WHAT TO DO:
Copy out the data word for word. The images are not part of the copy.

[Opening MATERIAL TO PROCESS section]

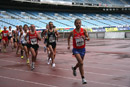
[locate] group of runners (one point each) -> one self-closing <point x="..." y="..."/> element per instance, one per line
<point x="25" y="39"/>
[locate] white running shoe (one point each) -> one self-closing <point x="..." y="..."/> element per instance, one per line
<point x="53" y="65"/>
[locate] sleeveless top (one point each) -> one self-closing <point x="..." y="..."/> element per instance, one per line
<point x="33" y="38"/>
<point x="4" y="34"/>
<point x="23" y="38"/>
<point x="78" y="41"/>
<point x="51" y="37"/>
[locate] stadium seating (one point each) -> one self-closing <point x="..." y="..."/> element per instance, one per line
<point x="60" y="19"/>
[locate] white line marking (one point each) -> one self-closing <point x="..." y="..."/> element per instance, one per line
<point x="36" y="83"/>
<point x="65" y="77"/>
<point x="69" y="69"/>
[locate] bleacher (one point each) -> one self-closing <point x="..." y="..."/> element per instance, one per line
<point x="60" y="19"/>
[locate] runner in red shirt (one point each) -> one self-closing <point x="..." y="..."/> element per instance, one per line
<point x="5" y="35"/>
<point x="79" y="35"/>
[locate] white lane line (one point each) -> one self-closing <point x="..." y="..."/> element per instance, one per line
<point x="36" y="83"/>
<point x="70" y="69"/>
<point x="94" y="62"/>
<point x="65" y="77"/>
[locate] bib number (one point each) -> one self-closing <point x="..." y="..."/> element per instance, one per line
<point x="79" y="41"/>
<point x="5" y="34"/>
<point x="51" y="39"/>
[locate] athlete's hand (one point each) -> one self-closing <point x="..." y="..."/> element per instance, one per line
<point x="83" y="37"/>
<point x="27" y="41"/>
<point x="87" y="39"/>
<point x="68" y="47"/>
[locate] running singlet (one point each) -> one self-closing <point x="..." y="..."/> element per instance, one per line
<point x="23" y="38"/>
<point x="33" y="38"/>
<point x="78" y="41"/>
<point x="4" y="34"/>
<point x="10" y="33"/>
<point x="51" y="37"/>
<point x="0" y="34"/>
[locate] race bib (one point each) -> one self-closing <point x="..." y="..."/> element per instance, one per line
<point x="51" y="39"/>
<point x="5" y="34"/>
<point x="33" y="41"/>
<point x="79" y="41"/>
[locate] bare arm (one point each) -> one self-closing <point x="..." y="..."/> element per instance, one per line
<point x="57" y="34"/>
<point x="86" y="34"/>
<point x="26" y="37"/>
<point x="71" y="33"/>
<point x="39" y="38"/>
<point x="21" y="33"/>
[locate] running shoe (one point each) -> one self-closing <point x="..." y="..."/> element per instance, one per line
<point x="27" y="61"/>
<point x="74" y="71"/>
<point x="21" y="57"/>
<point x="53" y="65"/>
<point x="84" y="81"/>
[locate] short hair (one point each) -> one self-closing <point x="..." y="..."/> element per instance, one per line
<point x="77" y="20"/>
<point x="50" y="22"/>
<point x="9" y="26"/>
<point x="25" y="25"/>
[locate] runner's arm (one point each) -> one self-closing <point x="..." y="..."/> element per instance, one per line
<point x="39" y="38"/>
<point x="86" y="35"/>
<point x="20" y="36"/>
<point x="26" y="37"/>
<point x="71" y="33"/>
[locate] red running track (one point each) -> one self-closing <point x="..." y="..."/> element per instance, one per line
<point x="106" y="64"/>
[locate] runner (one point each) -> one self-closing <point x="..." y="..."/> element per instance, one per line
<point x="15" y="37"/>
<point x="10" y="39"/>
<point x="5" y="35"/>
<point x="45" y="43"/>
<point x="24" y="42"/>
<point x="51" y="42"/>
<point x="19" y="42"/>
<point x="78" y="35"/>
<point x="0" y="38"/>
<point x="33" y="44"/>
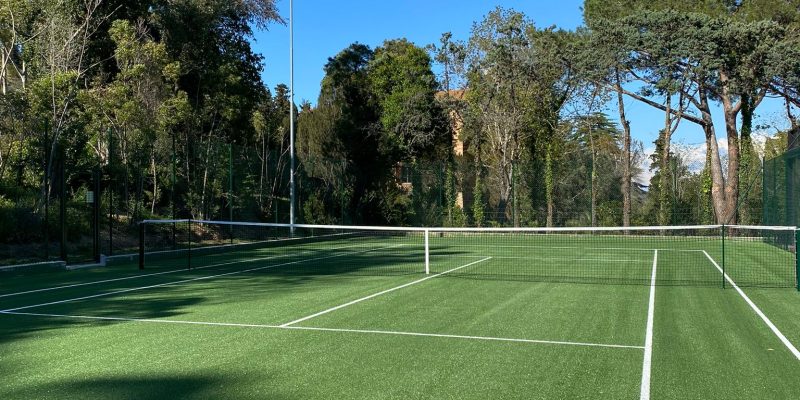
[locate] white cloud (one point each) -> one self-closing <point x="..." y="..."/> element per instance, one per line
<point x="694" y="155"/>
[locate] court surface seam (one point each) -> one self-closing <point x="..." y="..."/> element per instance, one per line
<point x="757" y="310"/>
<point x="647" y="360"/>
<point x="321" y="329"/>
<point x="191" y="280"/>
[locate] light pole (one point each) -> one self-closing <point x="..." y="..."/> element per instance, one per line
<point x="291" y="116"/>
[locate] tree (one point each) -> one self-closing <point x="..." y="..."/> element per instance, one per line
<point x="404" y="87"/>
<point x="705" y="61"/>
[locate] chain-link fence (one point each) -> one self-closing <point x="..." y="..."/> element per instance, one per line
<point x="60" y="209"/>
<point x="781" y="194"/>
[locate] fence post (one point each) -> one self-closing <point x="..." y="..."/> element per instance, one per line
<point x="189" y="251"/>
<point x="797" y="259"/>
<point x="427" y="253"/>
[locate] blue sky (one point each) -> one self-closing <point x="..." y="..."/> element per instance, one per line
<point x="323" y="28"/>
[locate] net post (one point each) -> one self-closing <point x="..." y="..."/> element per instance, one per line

[Closing MATERIAL TO PROCESS section]

TASK ANSWER:
[locate] group of runners (one point each) -> one self-closing <point x="..." y="..."/> element per instance, one per line
<point x="25" y="39"/>
[locate] white running shoe (one point each) -> one self-closing <point x="..." y="..."/> element per instance, one per line
<point x="53" y="65"/>
[locate] sleeveless top (one point each) -> one self-closing <point x="..." y="..."/> element per instance, one per line
<point x="33" y="38"/>
<point x="4" y="34"/>
<point x="23" y="38"/>
<point x="78" y="41"/>
<point x="51" y="37"/>
[locate] stadium seating (one point each) -> one self-closing <point x="..." y="..."/> element per instance, one per line
<point x="60" y="19"/>
[locate] white line marking (one point each) -> one self-closing <point x="..." y="..."/> element per instance, one per line
<point x="36" y="83"/>
<point x="65" y="77"/>
<point x="69" y="69"/>
[locate] bleacher (one point each) -> one self-closing <point x="..." y="..."/> element per instance, one per line
<point x="60" y="19"/>
[locate] runner in red shirt (one point each) -> one self-closing <point x="..." y="..."/> element per instance, one per line
<point x="5" y="35"/>
<point x="79" y="35"/>
[locate] white lane line (one point each) -> one self-closing <point x="..." y="..."/> element per instance, one per line
<point x="36" y="83"/>
<point x="70" y="69"/>
<point x="94" y="62"/>
<point x="65" y="77"/>
[locate] bib number (one point each) -> one self-closing <point x="..." y="..."/> element per instance, one per line
<point x="79" y="41"/>
<point x="5" y="34"/>
<point x="51" y="39"/>
[locate] athlete's hand (one point each) -> one self-closing <point x="..." y="..."/> element per instance, one per line
<point x="83" y="37"/>
<point x="27" y="41"/>
<point x="87" y="39"/>
<point x="68" y="47"/>
[locate] running singlet (one point each) -> one self-closing <point x="..." y="..."/> element per instance, one per line
<point x="23" y="38"/>
<point x="33" y="38"/>
<point x="78" y="41"/>
<point x="4" y="34"/>
<point x="10" y="33"/>
<point x="51" y="37"/>
<point x="0" y="34"/>
[locate] race bib (one point each) -> one self-closing <point x="..." y="..."/> element per instance, one per line
<point x="51" y="39"/>
<point x="5" y="34"/>
<point x="33" y="41"/>
<point x="79" y="41"/>
[locate] bare arm (one point each) -> one self-closing <point x="..." y="..."/> element per instance, one per line
<point x="57" y="34"/>
<point x="86" y="34"/>
<point x="26" y="37"/>
<point x="71" y="33"/>
<point x="39" y="38"/>
<point x="21" y="33"/>
[locate] running shoe (one point each) -> one self-closing <point x="..." y="..."/> element per instance, one per line
<point x="27" y="61"/>
<point x="74" y="71"/>
<point x="21" y="57"/>
<point x="53" y="65"/>
<point x="84" y="81"/>
[locate] short hair (one point each) -> one self-closing <point x="..." y="..."/> element per instance, one per line
<point x="77" y="20"/>
<point x="50" y="22"/>
<point x="9" y="26"/>
<point x="25" y="25"/>
[locate] runner's arm (one point each) -> one self-closing <point x="..." y="..."/> element per instance, one per line
<point x="39" y="38"/>
<point x="86" y="35"/>
<point x="20" y="36"/>
<point x="26" y="37"/>
<point x="71" y="33"/>
[locate] red running track (one point each) -> one self-closing <point x="..." y="..."/> element per instance, one per line
<point x="106" y="64"/>
[locate] runner (one point each) -> one self-closing <point x="..." y="..."/> element per instance, one per line
<point x="15" y="37"/>
<point x="10" y="39"/>
<point x="5" y="35"/>
<point x="45" y="43"/>
<point x="24" y="42"/>
<point x="51" y="42"/>
<point x="19" y="42"/>
<point x="78" y="35"/>
<point x="0" y="38"/>
<point x="33" y="44"/>
[locate] white cloud (one point each) -> one self-closing <point x="..." y="..."/> element per instance, one per line
<point x="694" y="155"/>
[locate] court surface seam (one point each) -> one self-closing <point x="..." y="..."/> element per instance, one per line
<point x="757" y="310"/>
<point x="647" y="360"/>
<point x="321" y="329"/>
<point x="191" y="280"/>
[locate] light pole (one point each) -> one self-closing <point x="..." y="..."/> element per instance, one per line
<point x="291" y="116"/>
[locate] tree (one point each) -> one self-closing <point x="..." y="..."/> element per instance, one per line
<point x="404" y="87"/>
<point x="705" y="61"/>
[locate] chain-link fence (one point each) -> one self-closing <point x="..." y="..."/> element per instance, one per line
<point x="60" y="209"/>
<point x="781" y="194"/>
[locate] fence post (one point each) -> one self-closing <point x="..." y="..."/> element per instance, one per line
<point x="189" y="251"/>
<point x="797" y="259"/>
<point x="427" y="253"/>
[locate] blue sky (one point each) -> one self-closing <point x="..." y="..."/> element per instance, one per line
<point x="323" y="28"/>
[locate] net post (one point each) -> one self-closing <point x="..." y="..."/> element per instance, one per line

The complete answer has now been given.